- Written exercise: Exactly reproduce the lines from the one holding "the plow in" through the final line of the listing below, with both ends included and nothing else.

Excerpt from a dataset:
◆ ◆ ◆ ◆ ◆
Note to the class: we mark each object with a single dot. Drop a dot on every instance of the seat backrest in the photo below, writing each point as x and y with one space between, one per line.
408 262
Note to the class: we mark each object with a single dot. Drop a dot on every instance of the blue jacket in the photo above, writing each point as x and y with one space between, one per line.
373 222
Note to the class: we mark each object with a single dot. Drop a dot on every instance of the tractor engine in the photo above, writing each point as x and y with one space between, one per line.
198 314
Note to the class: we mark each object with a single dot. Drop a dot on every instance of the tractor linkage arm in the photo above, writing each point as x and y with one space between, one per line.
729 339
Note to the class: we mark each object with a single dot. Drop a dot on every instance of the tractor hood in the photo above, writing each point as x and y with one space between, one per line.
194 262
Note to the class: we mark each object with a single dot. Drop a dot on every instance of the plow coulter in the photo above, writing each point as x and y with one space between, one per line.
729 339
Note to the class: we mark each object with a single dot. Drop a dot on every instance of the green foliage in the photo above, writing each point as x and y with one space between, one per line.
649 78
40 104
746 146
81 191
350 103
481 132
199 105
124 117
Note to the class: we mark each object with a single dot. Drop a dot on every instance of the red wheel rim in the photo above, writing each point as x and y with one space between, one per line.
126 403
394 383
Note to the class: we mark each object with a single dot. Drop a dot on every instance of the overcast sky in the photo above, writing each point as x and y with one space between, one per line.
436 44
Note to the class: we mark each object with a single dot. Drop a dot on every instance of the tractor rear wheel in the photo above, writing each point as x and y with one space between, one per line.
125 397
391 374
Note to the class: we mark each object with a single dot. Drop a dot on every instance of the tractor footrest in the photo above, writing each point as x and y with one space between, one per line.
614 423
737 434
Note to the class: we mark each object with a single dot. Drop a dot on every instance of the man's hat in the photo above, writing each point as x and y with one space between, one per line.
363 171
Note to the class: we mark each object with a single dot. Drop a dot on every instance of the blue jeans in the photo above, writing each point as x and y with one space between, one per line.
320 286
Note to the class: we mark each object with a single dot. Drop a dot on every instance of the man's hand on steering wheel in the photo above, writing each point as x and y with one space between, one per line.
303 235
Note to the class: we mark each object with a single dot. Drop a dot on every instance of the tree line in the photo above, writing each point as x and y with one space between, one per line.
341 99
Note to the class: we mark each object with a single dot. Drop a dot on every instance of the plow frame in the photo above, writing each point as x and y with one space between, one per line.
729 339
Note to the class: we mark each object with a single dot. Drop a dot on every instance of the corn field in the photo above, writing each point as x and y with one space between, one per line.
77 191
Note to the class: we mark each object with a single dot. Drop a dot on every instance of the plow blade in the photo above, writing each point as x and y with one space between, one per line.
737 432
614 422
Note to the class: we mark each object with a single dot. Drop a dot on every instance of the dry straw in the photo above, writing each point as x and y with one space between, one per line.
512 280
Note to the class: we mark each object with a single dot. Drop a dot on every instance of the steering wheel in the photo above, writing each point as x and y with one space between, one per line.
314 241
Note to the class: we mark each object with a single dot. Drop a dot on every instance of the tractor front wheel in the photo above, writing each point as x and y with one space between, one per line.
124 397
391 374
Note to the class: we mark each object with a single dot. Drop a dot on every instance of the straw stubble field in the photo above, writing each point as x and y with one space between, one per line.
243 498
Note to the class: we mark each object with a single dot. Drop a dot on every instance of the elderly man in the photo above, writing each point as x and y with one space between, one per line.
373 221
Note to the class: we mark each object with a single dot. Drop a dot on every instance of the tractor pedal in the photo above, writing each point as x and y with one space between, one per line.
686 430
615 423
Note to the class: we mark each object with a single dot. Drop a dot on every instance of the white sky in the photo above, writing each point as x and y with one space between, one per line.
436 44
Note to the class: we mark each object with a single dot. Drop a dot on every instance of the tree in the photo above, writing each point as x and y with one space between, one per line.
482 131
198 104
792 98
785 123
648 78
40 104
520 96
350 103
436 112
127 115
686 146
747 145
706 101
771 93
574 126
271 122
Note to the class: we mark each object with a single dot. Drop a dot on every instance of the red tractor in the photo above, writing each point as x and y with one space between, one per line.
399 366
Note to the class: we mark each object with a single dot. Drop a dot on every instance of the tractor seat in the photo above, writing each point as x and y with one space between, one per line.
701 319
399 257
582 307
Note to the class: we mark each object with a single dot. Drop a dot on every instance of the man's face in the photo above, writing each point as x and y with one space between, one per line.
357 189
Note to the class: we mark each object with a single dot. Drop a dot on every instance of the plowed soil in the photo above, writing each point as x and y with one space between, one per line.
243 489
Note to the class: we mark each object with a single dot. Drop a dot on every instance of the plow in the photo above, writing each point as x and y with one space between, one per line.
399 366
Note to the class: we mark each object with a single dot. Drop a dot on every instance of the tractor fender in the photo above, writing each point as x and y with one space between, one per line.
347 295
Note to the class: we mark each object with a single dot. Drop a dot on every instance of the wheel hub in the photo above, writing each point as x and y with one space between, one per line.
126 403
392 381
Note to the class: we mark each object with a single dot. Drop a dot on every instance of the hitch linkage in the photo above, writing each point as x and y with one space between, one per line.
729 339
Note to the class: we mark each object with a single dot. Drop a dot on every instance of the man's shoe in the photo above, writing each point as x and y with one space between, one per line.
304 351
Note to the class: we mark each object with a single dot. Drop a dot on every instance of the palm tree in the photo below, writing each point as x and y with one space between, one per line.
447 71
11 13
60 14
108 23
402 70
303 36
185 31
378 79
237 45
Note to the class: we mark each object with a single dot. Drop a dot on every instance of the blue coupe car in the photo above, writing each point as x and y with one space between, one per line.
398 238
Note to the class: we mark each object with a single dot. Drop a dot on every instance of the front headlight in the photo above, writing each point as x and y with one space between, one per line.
◆ ◆ ◆ ◆ ◆
- Problem solution:
Note to the class: we mark each object with a single dot. Drop a dot on every instance of the plow in the photo above, writing each point as x and y with one space between, one per line.
399 366
Note to the class: we mark each object with a single dot. Drop a dot on every instance of the tractor fender in the photo above, writing each point as x and y with one space between, one per line.
347 295
Note to the class: we mark each object with a single dot. Drop a dot on every instance of the wheel hub in the photo above, writing each point as x and y with one space between, one per line.
126 403
392 381
Note to the class: we mark each object with a single dot. Drop a dot on every instance of the hitch linkage in the photo above, writing each point as x and y with one space between, one per line.
729 339
Note to the class: we mark each object with a single dot. Drop a dot on every instance of the man's shoe in the photo above, writing each point as x and y with one space between, one per line.
304 351
Note to the class: we mark each object with a single dot. Drop a dot on every instance of the palm tree in the photo below, writing each point as x and y with one space between, one per line.
447 71
11 13
60 14
108 23
402 70
303 36
185 31
378 79
237 45
Note to the class: we mark each object with a single dot. Drop a dot on every instance of the blue coupe car in the photo above, writing each point as x and y with one space between, one per line.
398 238
Note to the class: we mark each object with a single dot. Drop a dot on every instance of the front headlight in the photo above, writing each point as x and y with one space between, one per line.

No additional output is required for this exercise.